→ **TEXTE FOURNI**
Vous vous souviendrez ainsi de mes commandements, vous les mettrez en pratique, et vous serez saints pour votre Dieu.
Je suis l’Eternel, votre Dieu, qui vous ai fait sortir du pays d’Egypte pour être votre Dieu. Je suis l’Eternel, votre Dieu »

Cette mishna s’occupe des deux premières sections du Shema. Pourquoi ? Parce que seules les deux premières sections font mention du lever et du coucher de la personne qui récite. Le Shema du livre des Nombres est différent et sa jurisprudence diffère tout à fait logiquement. La traduction littérale rend par le verbe lire alors que la compréhension habituelle est celle d’une récitation. Ce verbe de l’hébreu mishnique veut indistinctement dire lire ou réciter, ce qui signifie qu’il n’y a ici aucune obligation de le lire depuis un rouleau de Torah réalisé par un scribe. On peut le « lire » de mémoire, en le récitant.

Que sont les Cohen ? Au-delà d’être un nom assez répandu (pas toujours Juif en raison des mariages en dehors du peuple Juif), du point de vue biblique, c’est le nom et l’ascendance du prêtre. Le récit de la Genèse montre comment Jacob a engendré tout le peuple élu via ses douze fils, chacun donnant naissance à une tribu. Dans ces douze tribus, on trouve celle de Lévi, dont le représentant le plus éminent dans l’histoire sera Moïse. A l’intérieur même de cette tribu vous avez un sous-ensemble issu de la lignée du frère ainé de Moïse, à savoir Aaron. Cette prêtrise est donc héréditaire et concerne les cohen (cohanim en hébreu). Les lévites (membres de la tribu de Lévi) ne sont donc pas tous prêtres, mais tous les cohanim sont par définition lévites. Les lévites sont la tribu sacerdotale, dédiée au service liturgique et religieux. Ceci montre que les prêtres ne sont pas les seuls titulaires du service liturgique. Dans l’Eglise, il y a tout un ordre sacerdotal qui est organisé autour du clergé mineur et majeur, et le prêtre est dans le clergé majeur, de la même façon, que le cohen est parmi les lévites. Les cohanim ont un ensemble de prérogatives religieuses et d’obligations qui vont avec en terme de halakha. De la même façon, tout naturellement, si un « simple » fidèle a la possibilité de divorcer (tout en gardant à l’esprit que c’est un acte exceptionnel et une pénitence), le prêtre ne le peut pas. L’Eglise a conservé cette balance subtile entre les « privilèges » liturgiques et les impossibilités canoniques qui les accompagnent tout naturellement. Parmi toutes les choses réservées aux cohanim, il y a le fait de pouvoir manger la terumah. Ceci entraîne tout naturellement la question suivante.

→ **JEU DE DONNÉES**
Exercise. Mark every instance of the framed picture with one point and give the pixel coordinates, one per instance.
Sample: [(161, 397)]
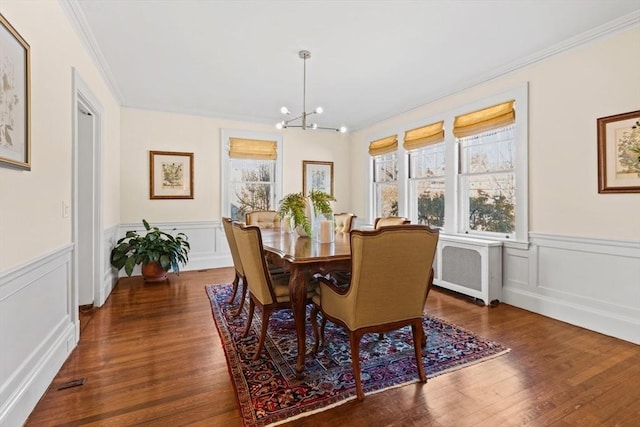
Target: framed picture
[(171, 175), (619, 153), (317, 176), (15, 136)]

→ **CONSIGNE**
Recopiez mot pour mot, dans le texte fourni, tout ce qui va de « Cette mishna s’occupe » jusqu'à « en le récitant. ». Les lignes ne sont d'aucune utilité pour ce travail.

→ **RÉSULTAT ATTENDU**
Cette mishna s’occupe des deux premières sections du Shema. Pourquoi ? Parce que seules les deux premières sections font mention du lever et du coucher de la personne qui récite. Le Shema du livre des Nombres est différent et sa jurisprudence diffère tout à fait logiquement. La traduction littérale rend par le verbe lire alors que la compréhension habituelle est celle d’une récitation. Ce verbe de l’hébreu mishnique veut indistinctement dire lire ou réciter, ce qui signifie qu’il n’y a ici aucune obligation de le lire depuis un rouleau de Torah réalisé par un scribe. On peut le « lire » de mémoire, en le récitant.